BEGIN Exercise data

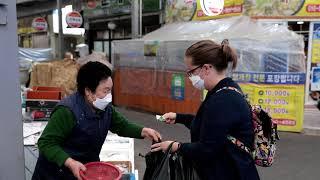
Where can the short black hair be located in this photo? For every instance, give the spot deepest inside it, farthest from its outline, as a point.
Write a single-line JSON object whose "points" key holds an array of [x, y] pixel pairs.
{"points": [[90, 75]]}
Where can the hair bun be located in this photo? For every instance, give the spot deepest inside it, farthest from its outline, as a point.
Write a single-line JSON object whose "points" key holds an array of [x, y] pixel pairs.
{"points": [[225, 42]]}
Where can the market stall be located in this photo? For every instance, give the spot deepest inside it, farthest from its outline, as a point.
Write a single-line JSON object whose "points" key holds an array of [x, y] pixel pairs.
{"points": [[150, 72]]}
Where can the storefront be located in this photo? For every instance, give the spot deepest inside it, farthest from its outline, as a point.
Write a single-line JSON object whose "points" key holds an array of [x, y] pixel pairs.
{"points": [[300, 16], [33, 32]]}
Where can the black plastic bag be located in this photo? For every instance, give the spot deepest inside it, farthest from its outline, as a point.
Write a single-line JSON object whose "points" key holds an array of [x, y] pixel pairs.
{"points": [[169, 166]]}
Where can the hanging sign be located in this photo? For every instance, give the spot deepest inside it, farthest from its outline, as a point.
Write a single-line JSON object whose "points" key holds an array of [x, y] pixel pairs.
{"points": [[40, 24], [74, 19], [212, 7]]}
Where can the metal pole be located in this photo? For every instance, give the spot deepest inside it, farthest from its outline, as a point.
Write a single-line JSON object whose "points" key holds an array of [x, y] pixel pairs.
{"points": [[140, 18], [60, 38], [134, 19], [110, 45], [161, 13], [11, 142]]}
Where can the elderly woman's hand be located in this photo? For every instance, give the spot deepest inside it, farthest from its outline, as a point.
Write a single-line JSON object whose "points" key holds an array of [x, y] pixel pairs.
{"points": [[163, 146]]}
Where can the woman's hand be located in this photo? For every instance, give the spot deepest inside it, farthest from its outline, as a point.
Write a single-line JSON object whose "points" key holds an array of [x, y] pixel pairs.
{"points": [[163, 146], [170, 118], [75, 167], [151, 134]]}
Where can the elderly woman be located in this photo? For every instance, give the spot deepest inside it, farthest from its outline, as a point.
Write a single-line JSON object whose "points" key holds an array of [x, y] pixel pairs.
{"points": [[79, 125]]}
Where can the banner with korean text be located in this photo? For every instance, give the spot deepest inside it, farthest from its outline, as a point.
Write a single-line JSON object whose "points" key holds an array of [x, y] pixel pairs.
{"points": [[280, 94]]}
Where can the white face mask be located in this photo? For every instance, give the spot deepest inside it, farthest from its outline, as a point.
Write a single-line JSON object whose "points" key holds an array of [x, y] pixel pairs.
{"points": [[197, 82], [103, 103]]}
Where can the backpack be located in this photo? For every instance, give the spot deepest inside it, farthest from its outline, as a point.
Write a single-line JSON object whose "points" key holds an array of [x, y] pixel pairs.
{"points": [[265, 135]]}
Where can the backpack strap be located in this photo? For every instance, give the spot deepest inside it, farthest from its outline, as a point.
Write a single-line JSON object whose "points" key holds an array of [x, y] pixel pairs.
{"points": [[232, 139]]}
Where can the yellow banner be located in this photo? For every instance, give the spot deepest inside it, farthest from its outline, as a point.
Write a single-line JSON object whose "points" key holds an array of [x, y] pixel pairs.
{"points": [[188, 10], [231, 8], [316, 51], [282, 8], [284, 103], [316, 43]]}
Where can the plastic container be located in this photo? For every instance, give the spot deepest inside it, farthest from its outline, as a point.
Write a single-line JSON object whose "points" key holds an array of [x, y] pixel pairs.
{"points": [[100, 171]]}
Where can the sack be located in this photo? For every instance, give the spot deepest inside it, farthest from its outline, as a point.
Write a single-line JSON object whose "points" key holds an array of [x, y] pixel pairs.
{"points": [[168, 166], [265, 135]]}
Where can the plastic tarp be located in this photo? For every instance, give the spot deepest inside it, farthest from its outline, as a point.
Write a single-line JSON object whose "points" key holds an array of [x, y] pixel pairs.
{"points": [[260, 49]]}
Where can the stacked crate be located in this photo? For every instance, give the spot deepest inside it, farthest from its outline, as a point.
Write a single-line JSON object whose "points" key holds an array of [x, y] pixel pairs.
{"points": [[41, 101]]}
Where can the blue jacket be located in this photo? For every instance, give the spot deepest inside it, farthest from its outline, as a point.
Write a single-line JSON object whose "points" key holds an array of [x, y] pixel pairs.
{"points": [[222, 113]]}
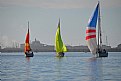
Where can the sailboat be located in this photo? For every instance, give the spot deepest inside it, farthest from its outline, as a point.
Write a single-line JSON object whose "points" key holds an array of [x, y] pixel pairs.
{"points": [[59, 45], [27, 49], [95, 46]]}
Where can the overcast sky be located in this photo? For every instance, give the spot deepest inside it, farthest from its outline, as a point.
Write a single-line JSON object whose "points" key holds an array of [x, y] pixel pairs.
{"points": [[43, 16]]}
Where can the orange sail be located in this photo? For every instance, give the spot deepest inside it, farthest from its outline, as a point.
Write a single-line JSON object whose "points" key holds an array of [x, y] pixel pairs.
{"points": [[27, 45]]}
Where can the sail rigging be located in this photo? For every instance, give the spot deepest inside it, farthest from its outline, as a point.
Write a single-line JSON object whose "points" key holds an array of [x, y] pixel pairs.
{"points": [[91, 31], [59, 45]]}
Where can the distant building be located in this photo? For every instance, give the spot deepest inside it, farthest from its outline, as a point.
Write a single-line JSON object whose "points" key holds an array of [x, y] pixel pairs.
{"points": [[37, 46], [119, 46], [106, 47]]}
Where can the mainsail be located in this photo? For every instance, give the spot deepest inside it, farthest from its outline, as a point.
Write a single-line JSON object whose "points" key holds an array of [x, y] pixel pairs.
{"points": [[91, 31], [27, 45], [59, 45]]}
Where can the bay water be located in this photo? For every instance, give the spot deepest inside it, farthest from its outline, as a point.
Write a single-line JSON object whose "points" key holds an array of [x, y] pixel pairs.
{"points": [[75, 66]]}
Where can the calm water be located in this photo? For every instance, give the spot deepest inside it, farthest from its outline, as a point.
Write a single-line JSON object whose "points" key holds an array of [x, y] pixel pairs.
{"points": [[73, 67]]}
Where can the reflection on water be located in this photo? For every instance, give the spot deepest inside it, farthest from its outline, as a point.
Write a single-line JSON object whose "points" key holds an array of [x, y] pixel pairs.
{"points": [[73, 67], [96, 70]]}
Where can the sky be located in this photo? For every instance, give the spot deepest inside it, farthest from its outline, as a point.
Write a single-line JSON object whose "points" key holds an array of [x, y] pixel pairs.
{"points": [[44, 15]]}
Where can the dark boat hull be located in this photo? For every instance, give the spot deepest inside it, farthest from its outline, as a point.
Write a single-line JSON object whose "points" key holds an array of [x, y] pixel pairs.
{"points": [[29, 54], [103, 54], [60, 54]]}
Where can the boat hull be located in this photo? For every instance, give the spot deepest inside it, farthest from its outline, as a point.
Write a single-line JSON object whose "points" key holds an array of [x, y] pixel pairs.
{"points": [[103, 54], [29, 54], [60, 54]]}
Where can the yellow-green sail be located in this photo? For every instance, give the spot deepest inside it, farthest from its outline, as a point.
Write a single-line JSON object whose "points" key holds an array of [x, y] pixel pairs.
{"points": [[59, 45]]}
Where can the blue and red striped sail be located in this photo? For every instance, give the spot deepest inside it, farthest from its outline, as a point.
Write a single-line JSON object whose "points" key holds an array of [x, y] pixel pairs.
{"points": [[91, 31]]}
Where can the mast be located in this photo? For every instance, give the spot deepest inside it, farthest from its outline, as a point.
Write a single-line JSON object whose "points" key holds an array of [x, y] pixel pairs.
{"points": [[99, 27]]}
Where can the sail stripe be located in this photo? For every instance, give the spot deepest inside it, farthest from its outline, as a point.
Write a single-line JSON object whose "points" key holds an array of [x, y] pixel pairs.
{"points": [[91, 31]]}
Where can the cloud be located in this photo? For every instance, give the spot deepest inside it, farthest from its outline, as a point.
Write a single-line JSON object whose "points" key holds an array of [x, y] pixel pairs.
{"points": [[58, 3]]}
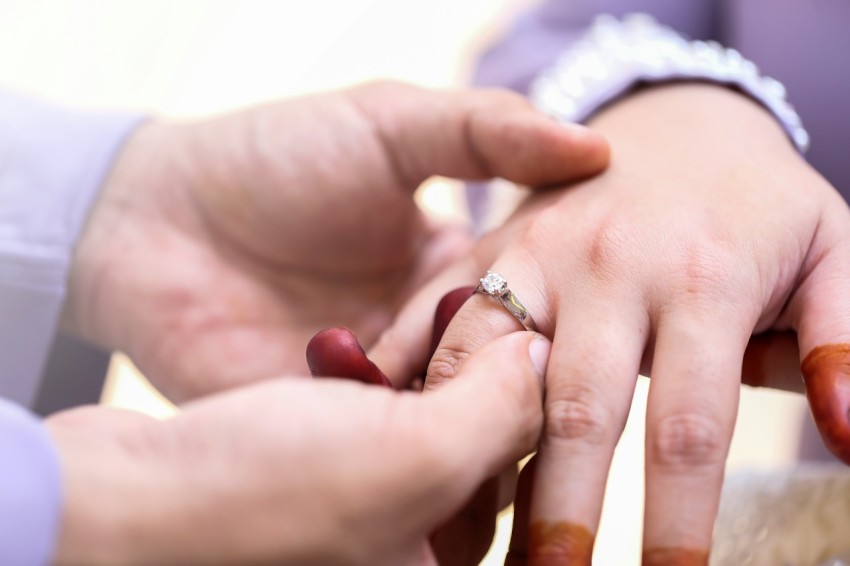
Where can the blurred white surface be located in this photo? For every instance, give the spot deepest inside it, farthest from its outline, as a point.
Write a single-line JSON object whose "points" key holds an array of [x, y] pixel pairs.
{"points": [[183, 58]]}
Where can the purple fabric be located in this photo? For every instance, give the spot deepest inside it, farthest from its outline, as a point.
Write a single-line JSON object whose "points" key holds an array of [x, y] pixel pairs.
{"points": [[30, 489], [802, 43], [52, 163]]}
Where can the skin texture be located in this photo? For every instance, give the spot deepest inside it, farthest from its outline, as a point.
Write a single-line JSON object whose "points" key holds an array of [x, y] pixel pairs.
{"points": [[262, 475], [825, 371], [660, 266], [217, 248]]}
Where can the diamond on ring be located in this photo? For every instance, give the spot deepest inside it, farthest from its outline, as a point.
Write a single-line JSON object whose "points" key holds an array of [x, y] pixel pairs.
{"points": [[496, 287], [493, 283]]}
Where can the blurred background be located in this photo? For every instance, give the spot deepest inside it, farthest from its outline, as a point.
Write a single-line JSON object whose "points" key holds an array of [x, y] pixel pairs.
{"points": [[189, 58]]}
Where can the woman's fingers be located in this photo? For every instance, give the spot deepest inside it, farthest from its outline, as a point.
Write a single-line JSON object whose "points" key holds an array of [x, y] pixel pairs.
{"points": [[824, 337], [465, 539], [589, 386], [402, 351], [772, 359], [494, 407], [691, 411]]}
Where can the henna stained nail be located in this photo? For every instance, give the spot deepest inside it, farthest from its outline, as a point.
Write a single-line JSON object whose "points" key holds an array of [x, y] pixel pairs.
{"points": [[826, 373], [335, 352], [673, 556], [552, 543]]}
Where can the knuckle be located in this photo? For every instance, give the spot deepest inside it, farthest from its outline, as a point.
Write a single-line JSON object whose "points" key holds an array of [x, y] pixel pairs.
{"points": [[608, 246], [546, 226], [444, 365], [578, 417], [684, 441]]}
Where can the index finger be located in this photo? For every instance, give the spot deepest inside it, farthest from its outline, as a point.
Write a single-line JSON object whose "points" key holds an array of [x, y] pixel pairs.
{"points": [[476, 134]]}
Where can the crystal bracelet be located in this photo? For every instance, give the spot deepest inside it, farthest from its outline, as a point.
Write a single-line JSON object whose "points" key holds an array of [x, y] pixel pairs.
{"points": [[614, 55]]}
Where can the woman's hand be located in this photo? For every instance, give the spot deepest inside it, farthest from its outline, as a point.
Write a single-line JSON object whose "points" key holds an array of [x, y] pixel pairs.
{"points": [[291, 471], [218, 248], [708, 228]]}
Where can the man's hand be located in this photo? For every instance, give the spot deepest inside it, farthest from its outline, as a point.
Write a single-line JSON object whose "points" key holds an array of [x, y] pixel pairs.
{"points": [[218, 248], [707, 229], [290, 471]]}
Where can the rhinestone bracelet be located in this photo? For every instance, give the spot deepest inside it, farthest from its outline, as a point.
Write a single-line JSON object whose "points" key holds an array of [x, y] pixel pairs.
{"points": [[614, 55]]}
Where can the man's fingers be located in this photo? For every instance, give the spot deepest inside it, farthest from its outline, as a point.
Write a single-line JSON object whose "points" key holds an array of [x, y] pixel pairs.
{"points": [[495, 406], [518, 549], [476, 135], [402, 351], [824, 337], [465, 539], [691, 413]]}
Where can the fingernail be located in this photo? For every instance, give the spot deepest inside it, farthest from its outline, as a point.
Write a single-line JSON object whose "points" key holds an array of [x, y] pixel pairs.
{"points": [[538, 351]]}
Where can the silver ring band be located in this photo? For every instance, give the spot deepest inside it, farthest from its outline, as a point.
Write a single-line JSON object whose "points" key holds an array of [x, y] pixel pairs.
{"points": [[496, 287]]}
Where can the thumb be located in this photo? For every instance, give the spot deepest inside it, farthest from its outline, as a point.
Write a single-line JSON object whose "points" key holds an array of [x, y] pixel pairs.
{"points": [[824, 340], [493, 409]]}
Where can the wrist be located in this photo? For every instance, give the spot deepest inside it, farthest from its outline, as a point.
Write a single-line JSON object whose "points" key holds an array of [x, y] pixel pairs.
{"points": [[693, 122], [122, 485]]}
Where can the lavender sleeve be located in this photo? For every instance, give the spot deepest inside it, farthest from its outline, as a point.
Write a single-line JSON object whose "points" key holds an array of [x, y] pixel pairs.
{"points": [[542, 33], [52, 162], [30, 489]]}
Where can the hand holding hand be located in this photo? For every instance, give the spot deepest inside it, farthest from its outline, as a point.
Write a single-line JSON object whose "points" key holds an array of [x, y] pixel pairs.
{"points": [[217, 248], [708, 228]]}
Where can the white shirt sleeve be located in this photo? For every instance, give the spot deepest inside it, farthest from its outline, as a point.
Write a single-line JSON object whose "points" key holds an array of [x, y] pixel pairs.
{"points": [[52, 163]]}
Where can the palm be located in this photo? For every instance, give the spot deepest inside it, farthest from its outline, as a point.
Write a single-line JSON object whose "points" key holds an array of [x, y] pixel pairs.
{"points": [[242, 236]]}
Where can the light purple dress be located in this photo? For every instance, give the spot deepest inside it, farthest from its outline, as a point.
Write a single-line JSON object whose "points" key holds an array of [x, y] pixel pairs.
{"points": [[52, 162]]}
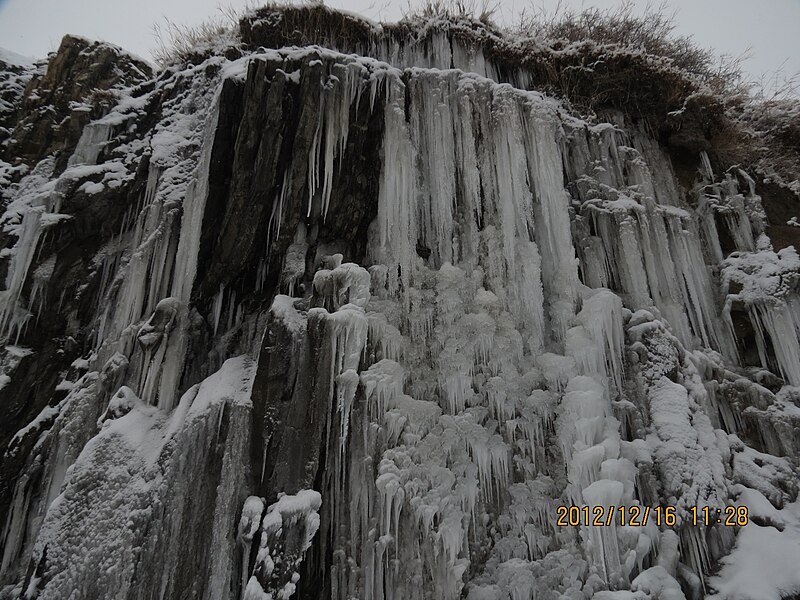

END Exercise data

### [Aim of the task]
Copy the records above exactly, from the first line through the line containing "Where can the metal", and leave out the pictures.

### [Reply to the exercise]
Where can the short black hair be located in this photo? For every instance, give the spot deepest inside it, farthest from its outline, as a point.
Write a single-line JSON object whose "points" key holds an array of [x, y] pixel pairs.
{"points": [[90, 75]]}
Where can the hair bun be located in this photo? For every instance, give the spot deepest inside it, farthest from its outline, as a point.
Write a single-line JSON object whose "points" key holds an array of [x, y] pixel pairs.
{"points": [[225, 42]]}
Where can the market stall be located in this photo? For every instance, give the spot deepest inside it, farthest from its outline, as a point.
Write a single-line JSON object whose "points" key holds an array of [x, y] pixel pairs.
{"points": [[150, 72]]}
Where can the storefront be located in this photo? For every instance, give the spot deepest inside it, farthest from its outline, as a point.
Write a single-line JSON object whose "points" key holds an array of [x, y] pixel pairs.
{"points": [[300, 16], [33, 32]]}
Where can the black plastic bag be located in this photo? For every instance, give the spot deepest inside it, farthest from its outline, as a point.
Write a single-line JSON object whose "points" key holds an array of [x, y] pixel pairs.
{"points": [[169, 166]]}
Where can the hanging sign be located in this photo? For every instance, give the spot deepest inside it, farthest from its outline, as a point.
Write a single-line JSON object whose "points" key holds an array of [x, y] pixel pairs.
{"points": [[40, 24], [74, 19], [212, 7]]}
Where can the metal pole be located in this photo? For every instance, give the spot deepest inside it, farthest from its outline, as a point.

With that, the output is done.